(Lines of data)
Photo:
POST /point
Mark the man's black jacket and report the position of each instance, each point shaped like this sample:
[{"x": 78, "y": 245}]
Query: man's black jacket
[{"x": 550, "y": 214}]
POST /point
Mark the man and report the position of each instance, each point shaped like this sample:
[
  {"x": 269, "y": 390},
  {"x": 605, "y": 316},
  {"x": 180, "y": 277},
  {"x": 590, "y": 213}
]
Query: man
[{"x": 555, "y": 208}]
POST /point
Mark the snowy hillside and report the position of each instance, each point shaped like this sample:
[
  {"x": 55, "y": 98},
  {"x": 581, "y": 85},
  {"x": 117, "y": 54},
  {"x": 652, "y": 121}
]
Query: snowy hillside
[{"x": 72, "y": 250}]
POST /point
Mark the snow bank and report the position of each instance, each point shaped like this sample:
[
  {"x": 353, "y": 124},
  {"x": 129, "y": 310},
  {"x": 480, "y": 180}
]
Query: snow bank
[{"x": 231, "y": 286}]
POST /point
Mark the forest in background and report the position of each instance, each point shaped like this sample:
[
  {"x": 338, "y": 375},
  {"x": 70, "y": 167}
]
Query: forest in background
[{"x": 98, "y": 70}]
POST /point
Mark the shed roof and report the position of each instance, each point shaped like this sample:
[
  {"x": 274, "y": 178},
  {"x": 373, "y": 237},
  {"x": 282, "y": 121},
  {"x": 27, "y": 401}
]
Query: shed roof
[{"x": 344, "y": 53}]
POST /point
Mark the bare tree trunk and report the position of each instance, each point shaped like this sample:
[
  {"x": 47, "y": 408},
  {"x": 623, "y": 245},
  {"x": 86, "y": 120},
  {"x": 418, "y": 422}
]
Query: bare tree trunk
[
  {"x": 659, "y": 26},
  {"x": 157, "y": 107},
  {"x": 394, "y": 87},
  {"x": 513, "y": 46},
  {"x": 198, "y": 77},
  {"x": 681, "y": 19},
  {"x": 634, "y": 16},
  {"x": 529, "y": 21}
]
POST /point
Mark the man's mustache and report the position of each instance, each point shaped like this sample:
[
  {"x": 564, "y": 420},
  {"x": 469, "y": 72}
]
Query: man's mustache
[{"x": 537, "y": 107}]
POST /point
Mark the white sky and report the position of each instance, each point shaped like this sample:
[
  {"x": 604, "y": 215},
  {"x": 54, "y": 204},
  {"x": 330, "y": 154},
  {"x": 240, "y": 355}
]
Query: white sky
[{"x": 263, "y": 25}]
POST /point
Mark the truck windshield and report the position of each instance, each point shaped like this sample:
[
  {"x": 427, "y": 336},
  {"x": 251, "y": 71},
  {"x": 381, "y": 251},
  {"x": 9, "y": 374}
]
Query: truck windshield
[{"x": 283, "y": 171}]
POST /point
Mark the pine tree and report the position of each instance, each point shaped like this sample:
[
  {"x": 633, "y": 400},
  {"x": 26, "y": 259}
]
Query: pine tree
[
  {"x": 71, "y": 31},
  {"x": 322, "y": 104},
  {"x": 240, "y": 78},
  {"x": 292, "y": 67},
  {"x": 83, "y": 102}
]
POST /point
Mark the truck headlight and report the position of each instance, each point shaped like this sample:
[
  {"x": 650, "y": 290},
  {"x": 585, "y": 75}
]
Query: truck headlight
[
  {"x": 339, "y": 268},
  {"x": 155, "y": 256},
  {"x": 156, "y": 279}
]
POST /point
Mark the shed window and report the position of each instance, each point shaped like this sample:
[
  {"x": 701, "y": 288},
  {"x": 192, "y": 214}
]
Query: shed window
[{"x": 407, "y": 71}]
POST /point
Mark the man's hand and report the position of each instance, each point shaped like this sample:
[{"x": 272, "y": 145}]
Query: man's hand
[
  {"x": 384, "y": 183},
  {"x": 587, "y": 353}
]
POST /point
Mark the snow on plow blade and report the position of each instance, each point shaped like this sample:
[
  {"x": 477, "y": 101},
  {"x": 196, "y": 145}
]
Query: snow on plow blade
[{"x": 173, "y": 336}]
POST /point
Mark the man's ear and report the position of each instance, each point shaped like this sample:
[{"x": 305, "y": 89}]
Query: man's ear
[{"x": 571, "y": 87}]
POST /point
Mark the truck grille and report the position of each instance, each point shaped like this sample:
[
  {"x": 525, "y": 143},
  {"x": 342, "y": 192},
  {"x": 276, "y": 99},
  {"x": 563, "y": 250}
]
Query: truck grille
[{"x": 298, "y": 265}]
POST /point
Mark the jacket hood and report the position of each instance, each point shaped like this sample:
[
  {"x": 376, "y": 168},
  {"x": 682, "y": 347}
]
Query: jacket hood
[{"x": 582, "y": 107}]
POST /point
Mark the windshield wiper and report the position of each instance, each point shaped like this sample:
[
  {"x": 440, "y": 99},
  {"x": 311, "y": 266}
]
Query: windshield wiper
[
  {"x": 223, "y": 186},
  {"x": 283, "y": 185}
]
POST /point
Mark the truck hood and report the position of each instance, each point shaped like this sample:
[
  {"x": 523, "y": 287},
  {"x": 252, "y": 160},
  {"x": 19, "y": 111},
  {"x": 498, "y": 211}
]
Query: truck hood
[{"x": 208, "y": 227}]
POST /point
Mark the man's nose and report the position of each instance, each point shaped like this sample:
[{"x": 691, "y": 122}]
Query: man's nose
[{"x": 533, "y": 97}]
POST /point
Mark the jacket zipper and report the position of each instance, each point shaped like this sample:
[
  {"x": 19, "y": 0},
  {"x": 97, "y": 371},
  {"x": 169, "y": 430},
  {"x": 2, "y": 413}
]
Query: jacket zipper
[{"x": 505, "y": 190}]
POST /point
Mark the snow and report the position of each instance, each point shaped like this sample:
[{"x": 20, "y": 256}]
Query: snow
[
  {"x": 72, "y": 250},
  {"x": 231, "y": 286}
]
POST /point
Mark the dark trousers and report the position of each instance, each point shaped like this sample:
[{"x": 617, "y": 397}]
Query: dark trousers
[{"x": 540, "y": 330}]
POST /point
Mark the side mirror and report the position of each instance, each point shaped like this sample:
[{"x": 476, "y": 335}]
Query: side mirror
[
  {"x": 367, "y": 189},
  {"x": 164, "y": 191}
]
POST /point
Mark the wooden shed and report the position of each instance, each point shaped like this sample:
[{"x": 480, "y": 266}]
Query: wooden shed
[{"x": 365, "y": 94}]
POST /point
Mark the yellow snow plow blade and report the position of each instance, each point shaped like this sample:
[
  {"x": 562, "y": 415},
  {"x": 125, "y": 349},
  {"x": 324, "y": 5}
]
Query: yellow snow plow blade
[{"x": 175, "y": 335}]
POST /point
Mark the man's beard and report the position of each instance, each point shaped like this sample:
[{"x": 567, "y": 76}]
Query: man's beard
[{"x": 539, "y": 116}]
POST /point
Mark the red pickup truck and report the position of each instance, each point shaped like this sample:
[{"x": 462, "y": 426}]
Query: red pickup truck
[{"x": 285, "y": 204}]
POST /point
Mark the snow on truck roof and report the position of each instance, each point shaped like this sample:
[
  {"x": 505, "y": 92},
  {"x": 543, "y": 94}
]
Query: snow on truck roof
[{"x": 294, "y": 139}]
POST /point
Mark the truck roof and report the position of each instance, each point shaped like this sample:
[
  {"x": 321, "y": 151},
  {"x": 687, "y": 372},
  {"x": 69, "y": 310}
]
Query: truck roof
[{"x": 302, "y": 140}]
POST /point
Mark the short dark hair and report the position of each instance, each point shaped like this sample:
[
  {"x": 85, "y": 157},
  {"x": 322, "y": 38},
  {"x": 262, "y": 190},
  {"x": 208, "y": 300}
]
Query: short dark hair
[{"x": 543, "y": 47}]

[Challenge]: Pick out every line in the material above that holds the word "forest" and copy each one.

[Answer below]:
Mark the forest in background and report the position of each instance, each point shaped like this sample:
Query: forest in background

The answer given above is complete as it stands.